### Requirements
Which lines in the listing below contain the string "lantern", with case taken into account? Show every such line in full.

(Region labeling records)
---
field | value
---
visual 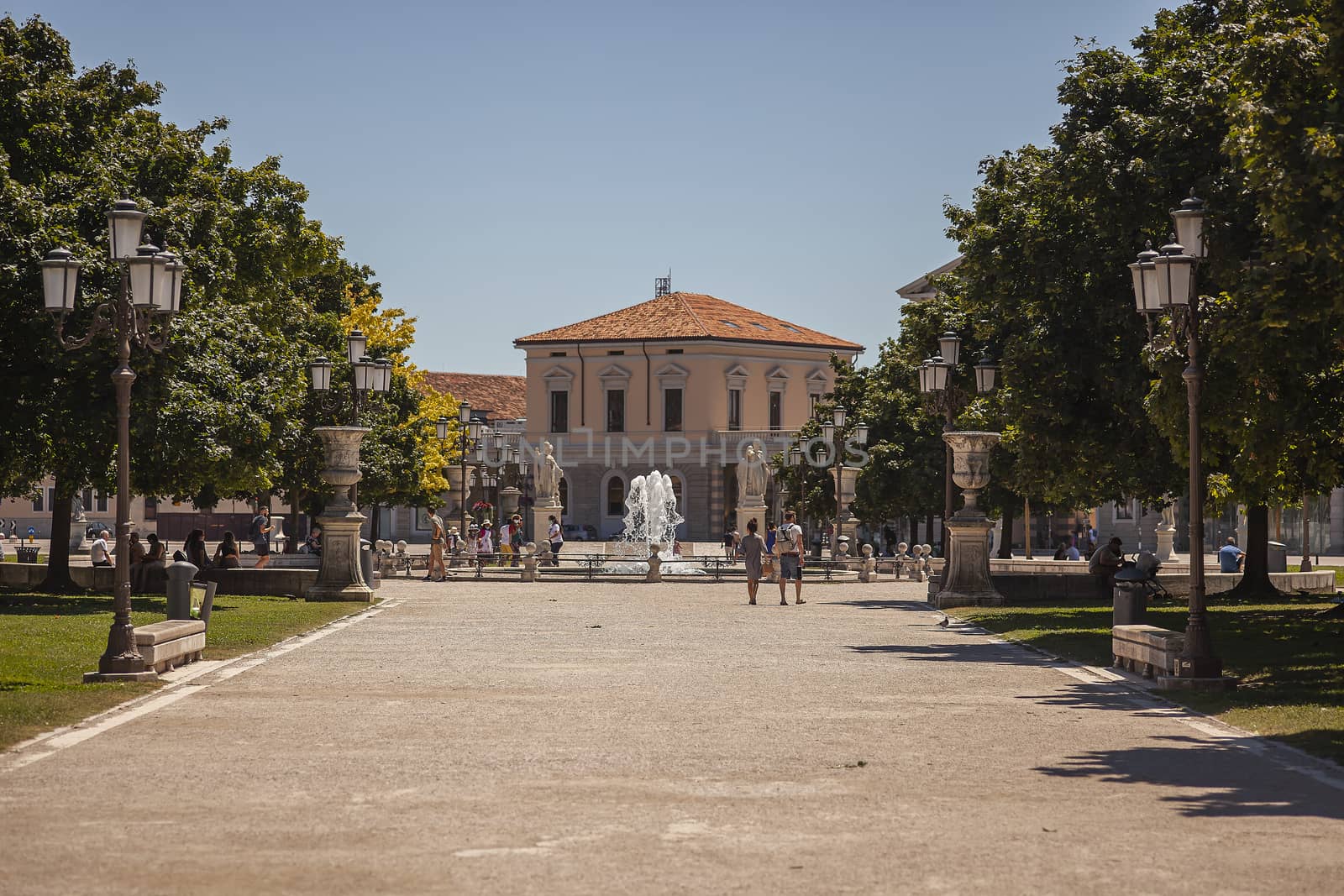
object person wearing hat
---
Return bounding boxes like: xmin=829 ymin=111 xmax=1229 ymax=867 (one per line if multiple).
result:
xmin=475 ymin=520 xmax=495 ymax=563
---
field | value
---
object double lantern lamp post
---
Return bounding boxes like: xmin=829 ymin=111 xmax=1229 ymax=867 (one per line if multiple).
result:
xmin=918 ymin=331 xmax=1008 ymax=558
xmin=437 ymin=401 xmax=486 ymax=538
xmin=40 ymin=199 xmax=186 ymax=681
xmin=1129 ymin=191 xmax=1223 ymax=681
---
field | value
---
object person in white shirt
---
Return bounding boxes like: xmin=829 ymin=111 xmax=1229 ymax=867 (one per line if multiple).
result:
xmin=546 ymin=513 xmax=564 ymax=567
xmin=89 ymin=529 xmax=112 ymax=567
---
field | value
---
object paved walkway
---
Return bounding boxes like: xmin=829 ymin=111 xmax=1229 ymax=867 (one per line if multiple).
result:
xmin=0 ymin=582 xmax=1344 ymax=894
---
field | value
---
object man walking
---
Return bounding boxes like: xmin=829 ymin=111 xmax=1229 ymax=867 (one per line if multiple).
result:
xmin=250 ymin=504 xmax=270 ymax=569
xmin=774 ymin=511 xmax=806 ymax=605
xmin=425 ymin=508 xmax=448 ymax=582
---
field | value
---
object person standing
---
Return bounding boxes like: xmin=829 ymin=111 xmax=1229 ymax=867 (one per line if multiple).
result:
xmin=89 ymin=529 xmax=112 ymax=567
xmin=546 ymin=513 xmax=564 ymax=567
xmin=742 ymin=517 xmax=766 ymax=603
xmin=774 ymin=511 xmax=806 ymax=607
xmin=251 ymin=504 xmax=270 ymax=569
xmin=425 ymin=506 xmax=448 ymax=582
xmin=508 ymin=513 xmax=522 ymax=567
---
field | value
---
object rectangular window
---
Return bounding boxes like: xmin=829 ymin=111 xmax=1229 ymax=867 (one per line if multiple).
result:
xmin=606 ymin=390 xmax=625 ymax=432
xmin=551 ymin=390 xmax=570 ymax=432
xmin=663 ymin=390 xmax=681 ymax=432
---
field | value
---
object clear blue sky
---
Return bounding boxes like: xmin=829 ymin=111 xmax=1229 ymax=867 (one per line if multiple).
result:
xmin=29 ymin=0 xmax=1160 ymax=374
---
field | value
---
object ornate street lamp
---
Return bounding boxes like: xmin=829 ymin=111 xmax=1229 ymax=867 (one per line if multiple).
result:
xmin=1129 ymin=185 xmax=1226 ymax=686
xmin=39 ymin=199 xmax=186 ymax=681
xmin=304 ymin=329 xmax=391 ymax=600
xmin=919 ymin=331 xmax=999 ymax=565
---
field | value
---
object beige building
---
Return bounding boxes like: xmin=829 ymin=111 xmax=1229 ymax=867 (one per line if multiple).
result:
xmin=513 ymin=293 xmax=863 ymax=540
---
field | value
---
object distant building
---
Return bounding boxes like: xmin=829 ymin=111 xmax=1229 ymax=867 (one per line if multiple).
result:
xmin=513 ymin=291 xmax=863 ymax=542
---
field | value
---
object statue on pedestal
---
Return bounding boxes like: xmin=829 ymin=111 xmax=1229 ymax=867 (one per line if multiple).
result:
xmin=533 ymin=441 xmax=564 ymax=506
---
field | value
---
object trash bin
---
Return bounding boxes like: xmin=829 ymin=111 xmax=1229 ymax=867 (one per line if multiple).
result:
xmin=1111 ymin=565 xmax=1147 ymax=626
xmin=1265 ymin=542 xmax=1288 ymax=572
xmin=359 ymin=538 xmax=378 ymax=589
xmin=165 ymin=560 xmax=200 ymax=619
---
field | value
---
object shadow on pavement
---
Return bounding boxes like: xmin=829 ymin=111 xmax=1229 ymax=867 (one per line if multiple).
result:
xmin=822 ymin=600 xmax=932 ymax=612
xmin=845 ymin=641 xmax=1058 ymax=666
xmin=1035 ymin=736 xmax=1344 ymax=820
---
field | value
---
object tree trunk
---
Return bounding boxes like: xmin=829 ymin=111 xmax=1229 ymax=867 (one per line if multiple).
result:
xmin=1231 ymin=504 xmax=1282 ymax=599
xmin=38 ymin=478 xmax=79 ymax=594
xmin=999 ymin=501 xmax=1013 ymax=560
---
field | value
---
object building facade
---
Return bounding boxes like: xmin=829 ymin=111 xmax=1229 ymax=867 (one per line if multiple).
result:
xmin=513 ymin=291 xmax=863 ymax=542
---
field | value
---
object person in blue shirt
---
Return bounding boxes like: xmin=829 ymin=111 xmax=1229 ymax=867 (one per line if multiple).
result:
xmin=1218 ymin=536 xmax=1246 ymax=572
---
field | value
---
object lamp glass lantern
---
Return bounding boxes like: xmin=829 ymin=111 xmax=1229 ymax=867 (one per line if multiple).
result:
xmin=126 ymin=244 xmax=168 ymax=309
xmin=354 ymin=354 xmax=375 ymax=392
xmin=40 ymin=249 xmax=82 ymax=313
xmin=976 ymin=358 xmax=999 ymax=395
xmin=307 ymin=356 xmax=332 ymax=392
xmin=108 ymin=199 xmax=145 ymax=262
xmin=345 ymin=329 xmax=368 ymax=364
xmin=1129 ymin=244 xmax=1163 ymax=314
xmin=929 ymin=354 xmax=952 ymax=392
xmin=1172 ymin=190 xmax=1208 ymax=258
xmin=1153 ymin=244 xmax=1194 ymax=307
xmin=938 ymin=331 xmax=961 ymax=367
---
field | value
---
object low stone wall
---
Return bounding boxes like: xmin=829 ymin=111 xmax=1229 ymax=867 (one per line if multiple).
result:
xmin=0 ymin=563 xmax=117 ymax=594
xmin=984 ymin=569 xmax=1335 ymax=605
xmin=206 ymin=567 xmax=318 ymax=598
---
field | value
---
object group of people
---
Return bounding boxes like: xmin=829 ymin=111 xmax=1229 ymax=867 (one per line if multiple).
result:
xmin=741 ymin=511 xmax=806 ymax=605
xmin=425 ymin=508 xmax=564 ymax=582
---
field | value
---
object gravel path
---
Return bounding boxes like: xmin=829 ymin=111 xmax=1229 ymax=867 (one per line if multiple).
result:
xmin=0 ymin=582 xmax=1344 ymax=894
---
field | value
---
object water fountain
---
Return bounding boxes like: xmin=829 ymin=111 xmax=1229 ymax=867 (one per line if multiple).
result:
xmin=602 ymin=470 xmax=704 ymax=575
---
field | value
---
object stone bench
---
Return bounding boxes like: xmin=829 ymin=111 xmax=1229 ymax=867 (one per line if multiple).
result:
xmin=1110 ymin=626 xmax=1185 ymax=679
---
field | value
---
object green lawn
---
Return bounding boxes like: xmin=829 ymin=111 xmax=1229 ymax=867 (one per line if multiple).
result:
xmin=956 ymin=595 xmax=1344 ymax=763
xmin=0 ymin=594 xmax=365 ymax=750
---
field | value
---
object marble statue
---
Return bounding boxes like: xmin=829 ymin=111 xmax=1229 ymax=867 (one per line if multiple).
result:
xmin=738 ymin=443 xmax=770 ymax=506
xmin=536 ymin=442 xmax=564 ymax=506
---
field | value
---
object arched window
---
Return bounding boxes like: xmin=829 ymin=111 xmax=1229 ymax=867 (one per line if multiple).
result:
xmin=606 ymin=475 xmax=625 ymax=516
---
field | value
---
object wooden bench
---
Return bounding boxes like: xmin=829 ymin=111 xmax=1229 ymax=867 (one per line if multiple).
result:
xmin=136 ymin=582 xmax=215 ymax=672
xmin=1110 ymin=626 xmax=1185 ymax=679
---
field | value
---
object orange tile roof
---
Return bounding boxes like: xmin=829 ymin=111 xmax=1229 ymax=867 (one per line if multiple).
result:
xmin=425 ymin=371 xmax=527 ymax=423
xmin=513 ymin=293 xmax=863 ymax=352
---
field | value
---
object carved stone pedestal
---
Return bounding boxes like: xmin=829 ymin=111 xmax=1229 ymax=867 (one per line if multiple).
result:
xmin=304 ymin=426 xmax=374 ymax=602
xmin=737 ymin=500 xmax=766 ymax=538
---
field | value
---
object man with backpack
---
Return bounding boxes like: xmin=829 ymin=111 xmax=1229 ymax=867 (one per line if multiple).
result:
xmin=774 ymin=511 xmax=806 ymax=605
xmin=247 ymin=504 xmax=270 ymax=569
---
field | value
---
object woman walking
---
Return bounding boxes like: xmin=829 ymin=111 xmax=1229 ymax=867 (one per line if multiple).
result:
xmin=742 ymin=517 xmax=764 ymax=603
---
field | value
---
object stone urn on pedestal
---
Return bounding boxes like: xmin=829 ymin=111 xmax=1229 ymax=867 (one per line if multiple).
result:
xmin=304 ymin=426 xmax=374 ymax=600
xmin=934 ymin=432 xmax=1004 ymax=609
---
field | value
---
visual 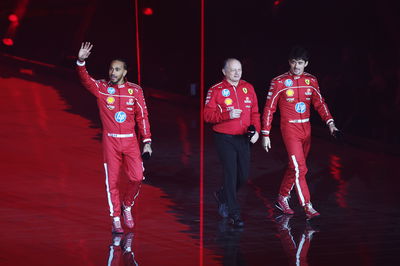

### Final result
object double lantern lamp post
object lamp glass lantern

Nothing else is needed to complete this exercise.